Instructions for the task: Among the records that follow, find the line with "Target: white paneled accent wall" and the line with "pixel 293 204.". Set down those lines and all lines between them exactly, without adding anything.

Data for this exercise:
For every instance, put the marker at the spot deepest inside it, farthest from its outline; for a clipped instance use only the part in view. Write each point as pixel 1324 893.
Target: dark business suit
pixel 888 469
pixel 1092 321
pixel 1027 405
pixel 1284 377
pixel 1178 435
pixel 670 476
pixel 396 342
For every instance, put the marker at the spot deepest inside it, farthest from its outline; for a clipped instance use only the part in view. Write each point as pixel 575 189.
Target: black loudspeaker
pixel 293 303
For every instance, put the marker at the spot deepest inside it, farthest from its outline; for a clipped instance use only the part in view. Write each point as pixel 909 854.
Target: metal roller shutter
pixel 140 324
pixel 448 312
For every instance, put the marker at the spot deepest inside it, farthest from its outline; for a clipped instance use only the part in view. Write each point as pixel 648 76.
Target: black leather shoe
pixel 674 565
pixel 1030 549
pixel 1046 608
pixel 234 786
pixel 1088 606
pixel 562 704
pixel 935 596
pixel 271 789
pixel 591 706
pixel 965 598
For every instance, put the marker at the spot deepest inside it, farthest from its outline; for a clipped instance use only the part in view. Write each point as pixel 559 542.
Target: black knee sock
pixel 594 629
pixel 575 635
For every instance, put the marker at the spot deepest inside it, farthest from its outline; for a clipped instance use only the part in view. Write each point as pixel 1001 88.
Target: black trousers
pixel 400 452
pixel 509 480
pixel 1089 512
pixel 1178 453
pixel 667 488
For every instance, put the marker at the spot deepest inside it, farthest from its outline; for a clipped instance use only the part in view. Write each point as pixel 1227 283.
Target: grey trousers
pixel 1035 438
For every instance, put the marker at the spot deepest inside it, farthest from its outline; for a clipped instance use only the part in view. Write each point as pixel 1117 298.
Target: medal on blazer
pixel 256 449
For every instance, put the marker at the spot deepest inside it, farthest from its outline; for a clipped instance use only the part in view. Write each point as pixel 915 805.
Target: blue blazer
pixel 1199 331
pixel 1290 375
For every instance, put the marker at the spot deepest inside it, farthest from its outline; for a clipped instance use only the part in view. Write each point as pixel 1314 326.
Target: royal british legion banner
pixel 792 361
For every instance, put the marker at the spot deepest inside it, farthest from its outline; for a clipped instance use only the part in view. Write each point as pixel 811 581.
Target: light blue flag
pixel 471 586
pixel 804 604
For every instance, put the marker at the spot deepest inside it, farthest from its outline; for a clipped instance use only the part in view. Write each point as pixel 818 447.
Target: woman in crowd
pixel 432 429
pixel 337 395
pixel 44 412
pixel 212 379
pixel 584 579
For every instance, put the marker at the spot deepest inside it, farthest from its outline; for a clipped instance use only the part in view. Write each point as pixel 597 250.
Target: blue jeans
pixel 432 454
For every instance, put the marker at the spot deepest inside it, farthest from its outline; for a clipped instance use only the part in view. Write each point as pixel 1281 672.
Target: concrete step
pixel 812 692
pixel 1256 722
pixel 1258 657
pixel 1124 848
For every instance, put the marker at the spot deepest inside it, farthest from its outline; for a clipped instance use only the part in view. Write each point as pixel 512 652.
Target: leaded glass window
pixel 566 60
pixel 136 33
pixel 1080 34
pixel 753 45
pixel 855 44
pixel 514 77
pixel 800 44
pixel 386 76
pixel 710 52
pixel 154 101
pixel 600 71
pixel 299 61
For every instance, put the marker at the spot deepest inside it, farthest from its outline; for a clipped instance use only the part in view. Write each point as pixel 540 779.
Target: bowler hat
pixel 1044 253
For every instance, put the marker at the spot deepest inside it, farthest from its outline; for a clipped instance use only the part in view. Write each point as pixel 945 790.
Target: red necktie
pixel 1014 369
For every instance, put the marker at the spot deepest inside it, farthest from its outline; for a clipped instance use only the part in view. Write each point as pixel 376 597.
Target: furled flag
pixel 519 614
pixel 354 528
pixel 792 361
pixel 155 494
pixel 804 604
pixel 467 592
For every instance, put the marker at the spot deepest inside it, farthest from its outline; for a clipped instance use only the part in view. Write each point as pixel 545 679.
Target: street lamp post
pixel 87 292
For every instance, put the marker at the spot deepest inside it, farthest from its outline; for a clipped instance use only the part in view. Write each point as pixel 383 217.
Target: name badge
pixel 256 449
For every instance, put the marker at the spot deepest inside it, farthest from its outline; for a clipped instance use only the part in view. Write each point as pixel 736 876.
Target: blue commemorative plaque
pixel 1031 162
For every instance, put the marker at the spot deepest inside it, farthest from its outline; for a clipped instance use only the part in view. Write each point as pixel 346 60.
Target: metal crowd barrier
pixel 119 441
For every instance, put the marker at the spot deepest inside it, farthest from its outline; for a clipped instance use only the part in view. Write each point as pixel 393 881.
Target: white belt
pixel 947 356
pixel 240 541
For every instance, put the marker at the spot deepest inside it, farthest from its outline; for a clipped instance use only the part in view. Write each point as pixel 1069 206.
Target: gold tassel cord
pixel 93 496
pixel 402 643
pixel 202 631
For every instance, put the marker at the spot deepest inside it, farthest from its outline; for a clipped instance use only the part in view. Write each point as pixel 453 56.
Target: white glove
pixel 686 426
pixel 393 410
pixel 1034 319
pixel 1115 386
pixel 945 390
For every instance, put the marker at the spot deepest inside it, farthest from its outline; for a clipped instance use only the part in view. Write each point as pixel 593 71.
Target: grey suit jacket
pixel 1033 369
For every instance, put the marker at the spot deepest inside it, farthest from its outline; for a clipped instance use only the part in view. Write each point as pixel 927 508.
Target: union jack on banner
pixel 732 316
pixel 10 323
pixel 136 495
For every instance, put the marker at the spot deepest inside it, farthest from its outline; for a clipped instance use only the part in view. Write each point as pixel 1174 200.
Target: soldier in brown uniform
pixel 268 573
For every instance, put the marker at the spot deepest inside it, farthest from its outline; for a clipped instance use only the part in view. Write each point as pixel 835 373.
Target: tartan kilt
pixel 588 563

...

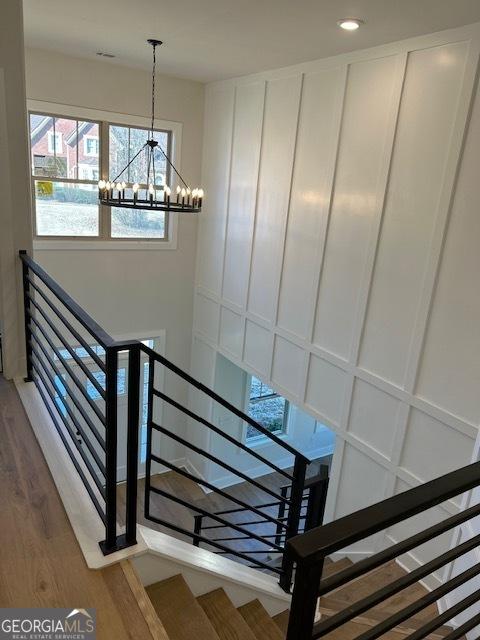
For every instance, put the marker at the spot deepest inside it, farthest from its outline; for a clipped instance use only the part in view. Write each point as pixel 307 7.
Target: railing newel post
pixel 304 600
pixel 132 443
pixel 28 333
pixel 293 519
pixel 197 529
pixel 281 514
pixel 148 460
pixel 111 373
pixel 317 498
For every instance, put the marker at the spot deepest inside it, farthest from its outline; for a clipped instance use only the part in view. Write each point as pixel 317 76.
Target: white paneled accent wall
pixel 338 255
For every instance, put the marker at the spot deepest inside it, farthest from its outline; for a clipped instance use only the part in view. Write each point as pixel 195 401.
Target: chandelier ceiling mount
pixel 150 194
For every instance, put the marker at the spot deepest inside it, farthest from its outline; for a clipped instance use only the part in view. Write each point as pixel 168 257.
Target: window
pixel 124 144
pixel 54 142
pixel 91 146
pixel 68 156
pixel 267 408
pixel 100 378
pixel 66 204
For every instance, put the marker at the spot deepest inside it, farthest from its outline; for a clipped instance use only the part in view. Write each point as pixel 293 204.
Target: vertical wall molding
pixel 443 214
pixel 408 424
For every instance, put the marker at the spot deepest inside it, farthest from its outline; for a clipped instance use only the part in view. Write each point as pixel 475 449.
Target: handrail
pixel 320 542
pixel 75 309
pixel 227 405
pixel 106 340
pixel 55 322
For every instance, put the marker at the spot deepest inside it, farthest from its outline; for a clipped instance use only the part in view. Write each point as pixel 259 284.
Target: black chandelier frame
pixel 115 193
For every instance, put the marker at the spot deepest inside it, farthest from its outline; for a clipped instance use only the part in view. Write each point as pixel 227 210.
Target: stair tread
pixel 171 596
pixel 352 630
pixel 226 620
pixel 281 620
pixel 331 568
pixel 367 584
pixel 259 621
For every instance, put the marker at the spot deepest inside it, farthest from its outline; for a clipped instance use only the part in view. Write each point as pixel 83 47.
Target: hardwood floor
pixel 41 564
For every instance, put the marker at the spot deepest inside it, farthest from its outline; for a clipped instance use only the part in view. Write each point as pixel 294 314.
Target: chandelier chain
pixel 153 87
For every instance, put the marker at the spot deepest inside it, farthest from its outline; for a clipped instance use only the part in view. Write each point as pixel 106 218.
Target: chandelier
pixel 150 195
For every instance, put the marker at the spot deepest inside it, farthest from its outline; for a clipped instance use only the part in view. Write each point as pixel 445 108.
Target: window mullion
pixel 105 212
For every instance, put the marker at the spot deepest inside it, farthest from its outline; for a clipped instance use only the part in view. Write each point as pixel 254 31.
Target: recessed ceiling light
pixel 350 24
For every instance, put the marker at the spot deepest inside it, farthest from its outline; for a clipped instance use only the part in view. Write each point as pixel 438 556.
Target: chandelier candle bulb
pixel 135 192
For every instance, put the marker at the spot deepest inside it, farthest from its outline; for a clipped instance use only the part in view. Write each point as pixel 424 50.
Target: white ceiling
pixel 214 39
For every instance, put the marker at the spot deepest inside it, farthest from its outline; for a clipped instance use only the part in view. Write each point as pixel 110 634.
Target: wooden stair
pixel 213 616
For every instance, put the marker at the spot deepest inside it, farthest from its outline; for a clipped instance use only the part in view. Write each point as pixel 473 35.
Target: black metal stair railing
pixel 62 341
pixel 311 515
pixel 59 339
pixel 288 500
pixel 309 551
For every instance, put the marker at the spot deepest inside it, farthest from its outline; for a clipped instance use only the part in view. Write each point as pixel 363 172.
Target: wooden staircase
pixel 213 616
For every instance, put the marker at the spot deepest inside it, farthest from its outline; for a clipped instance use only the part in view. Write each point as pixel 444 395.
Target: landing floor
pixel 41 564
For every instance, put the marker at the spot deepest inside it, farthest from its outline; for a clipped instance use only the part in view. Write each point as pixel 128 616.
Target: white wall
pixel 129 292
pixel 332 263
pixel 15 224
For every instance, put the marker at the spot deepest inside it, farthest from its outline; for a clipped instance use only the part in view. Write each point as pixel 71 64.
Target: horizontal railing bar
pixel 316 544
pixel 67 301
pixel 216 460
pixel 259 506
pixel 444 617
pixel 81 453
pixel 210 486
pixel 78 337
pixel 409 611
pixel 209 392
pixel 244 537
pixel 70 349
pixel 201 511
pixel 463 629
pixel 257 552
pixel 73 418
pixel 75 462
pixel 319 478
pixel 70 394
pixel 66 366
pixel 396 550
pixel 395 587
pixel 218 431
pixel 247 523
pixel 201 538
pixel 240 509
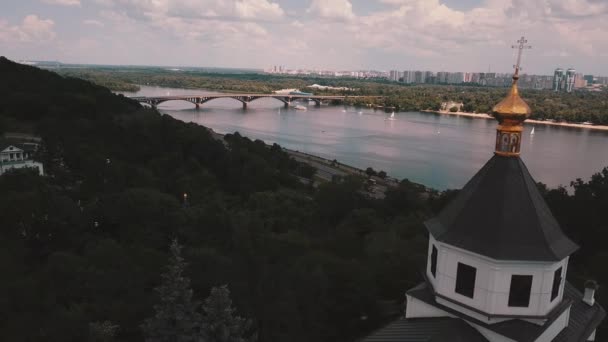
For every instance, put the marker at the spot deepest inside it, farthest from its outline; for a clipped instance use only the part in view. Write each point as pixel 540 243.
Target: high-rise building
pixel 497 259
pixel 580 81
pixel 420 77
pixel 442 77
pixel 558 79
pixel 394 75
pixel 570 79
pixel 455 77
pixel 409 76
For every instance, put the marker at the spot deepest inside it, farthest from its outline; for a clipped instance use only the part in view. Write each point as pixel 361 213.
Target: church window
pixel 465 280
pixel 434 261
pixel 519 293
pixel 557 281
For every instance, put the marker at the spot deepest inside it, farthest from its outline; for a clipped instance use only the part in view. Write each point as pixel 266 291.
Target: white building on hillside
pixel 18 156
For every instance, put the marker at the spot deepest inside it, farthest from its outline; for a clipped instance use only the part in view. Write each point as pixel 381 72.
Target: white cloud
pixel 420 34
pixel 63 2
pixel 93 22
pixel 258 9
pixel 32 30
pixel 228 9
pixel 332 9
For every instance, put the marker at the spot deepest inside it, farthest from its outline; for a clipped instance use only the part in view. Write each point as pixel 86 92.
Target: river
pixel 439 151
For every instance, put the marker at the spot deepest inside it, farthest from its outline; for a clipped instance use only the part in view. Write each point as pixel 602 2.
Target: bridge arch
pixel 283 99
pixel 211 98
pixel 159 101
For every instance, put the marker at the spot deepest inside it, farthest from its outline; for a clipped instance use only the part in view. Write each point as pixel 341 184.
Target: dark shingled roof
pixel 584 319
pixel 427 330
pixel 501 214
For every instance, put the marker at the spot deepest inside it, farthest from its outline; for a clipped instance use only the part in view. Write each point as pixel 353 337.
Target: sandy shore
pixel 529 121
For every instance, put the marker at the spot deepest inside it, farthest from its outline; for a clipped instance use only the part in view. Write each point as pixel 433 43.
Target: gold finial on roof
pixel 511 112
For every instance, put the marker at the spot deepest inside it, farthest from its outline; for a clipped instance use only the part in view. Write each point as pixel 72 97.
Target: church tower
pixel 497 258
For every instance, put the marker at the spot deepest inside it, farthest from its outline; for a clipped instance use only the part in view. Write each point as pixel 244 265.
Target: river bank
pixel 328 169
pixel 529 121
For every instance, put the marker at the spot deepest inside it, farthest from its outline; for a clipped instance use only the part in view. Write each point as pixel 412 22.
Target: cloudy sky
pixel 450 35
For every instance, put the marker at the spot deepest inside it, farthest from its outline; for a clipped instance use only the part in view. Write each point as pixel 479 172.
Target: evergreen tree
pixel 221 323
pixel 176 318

Solution to this task:
Target: white paneled accent wall
pixel 338 255
For every instance, put the marker at the spot deepest inside it, farthest from its outline; for a clipped instance use only the part in view. Write each point as pixel 195 401.
Target: chandelier ceiling mount
pixel 150 194
For every instance, put the marker at the spot deepest inside it, farthest from its outline; for a clipped instance use only the part in view. Write each point as pixel 168 257.
Target: window
pixel 124 144
pixel 54 142
pixel 91 146
pixel 68 156
pixel 267 408
pixel 100 378
pixel 66 204
For every instance, put the marker at the spot deepest inside it, farthest from its outline; for a clipped instance use only the part in view. Write each point as pixel 293 204.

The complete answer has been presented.